» **Set tasks**
[1] According to the forum thread on comparing two strings in Java, what does StringUtils.difference return?
[2] From the forum thread on comparing two strings in Java, write out the part that opens with the words containing "Logo Questions Linux" and closes with "s1and s2as arguments.".

Logo Questions Linux Laravel Mysql Ubuntu Git Menu
 

Java: how to compare two strings in order to obtain the portions where they differ?

I would like to learn a way to obtain the portions where two strings differ.

Suppose I have these two strings:

String s1 = "x4.printString(\"Bianca.()\").y1();";
String s2 = "sb.printString(\"Bianca.()\").length();";

I would like this output: ["x4", "y1", "sb", "length"] coming from a method receiving s1and s2as arguments.

I have looked for something like this in other posts, but I have only found links to StringUtils.difference(String first, String second).

But this method returns the second string from the index where it begins to differ from the first one.
I really don't know where to start and any advice would be very appreciated.

UPDATE Following @aUserHimself advises, I managed to obtain all common subsequences among the two strings, but these subsequences come out like a unique String.

This is my code now:

private static int[][] lcs(String s, String t) {
    int m, n;
    m = s.length();
    n = t.length();
    int[][] table = new int[m+1][n+1];
    for (int i=0; i < m+1; i++)
        for (int j=0; j<n+1; j++)
            table[i][j] = 0;
    for (int i = 1; i < m+1; i++)
        for (int j = 1; j < n+1; j++)
            if (s.charAt(i-1) == t.charAt(j-1))
                table[i][j] = table[i-1][j-1] + 1;
            else
                table[i][j] = Math.max(table[i][j-1], table[i-1][j]);
    return table;
}

private static List<String> backTrackAll(int[][]table, String s, String t, int m, int n){
    List<String> result = new ArrayList<>();
    if (m == 0 || n == 0) {
        result.add("");
        return result;
    }
    else
        if (s.charAt(m-1) == t.charAt(n-1)) {
            for (String sub : backTrackAll(table, s, t, m - 1, n - 1))
                result.add(sub + s.charAt(m - 1));
            return result;
        }
        else {
            if (table[m][n - 1] >= table[m - 1][n])
                result.addAll(backTrackAll(table, s, t, m, n - 1));
            else
                result.addAll(backTrackAll(table, s, t, m - 1, n));
            return result;
        }
}

private List<String> getAllSubsequences(String s, String t){
    return backTrackAll(lcs(s, t), s, t, s.length(), t.length());
}



Calling getAllSubsequences on these two strings:

String s1 = "while (x1 < 5)"
String s2 = "while (j < 5)"

I receive this string: ["while ( < 5)"] not ["while (", " < 5)"] as I would like to obtain. I am not understanding where I am doing wrong.

» **Records provided**

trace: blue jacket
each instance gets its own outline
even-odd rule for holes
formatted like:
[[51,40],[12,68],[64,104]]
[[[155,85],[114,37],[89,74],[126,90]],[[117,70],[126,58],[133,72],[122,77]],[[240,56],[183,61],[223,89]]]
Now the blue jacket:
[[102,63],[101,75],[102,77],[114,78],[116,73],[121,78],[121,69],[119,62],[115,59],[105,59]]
* * *
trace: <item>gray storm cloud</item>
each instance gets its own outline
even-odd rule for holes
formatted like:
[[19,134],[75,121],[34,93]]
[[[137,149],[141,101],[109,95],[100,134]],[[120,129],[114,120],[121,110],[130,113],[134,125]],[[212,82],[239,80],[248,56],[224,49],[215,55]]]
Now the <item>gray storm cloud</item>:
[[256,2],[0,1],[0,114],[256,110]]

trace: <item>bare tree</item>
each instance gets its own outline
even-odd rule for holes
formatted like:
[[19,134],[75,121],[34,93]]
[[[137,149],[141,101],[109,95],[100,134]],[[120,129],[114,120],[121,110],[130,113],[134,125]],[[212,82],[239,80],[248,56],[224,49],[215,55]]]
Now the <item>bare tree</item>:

» **Responses in order**
[1] It returns the second string from the index where it begins to differ from the first one.

[2]
Logo Questions Linux Laravel Mysql Ubuntu Git Menu
 

Java: how to compare two strings in order to obtain the portions where they differ?

I would like to learn a way to obtain the portions where two strings differ.

Suppose I have these two strings:

String s1 = "x4.printString(\"Bianca.()\").y1();";
String s2 = "sb.printString(\"Bianca.()\").length();";

I would like this output: ["x4", "y1", "sb", "length"] coming from a method receiving s1and s2as arguments.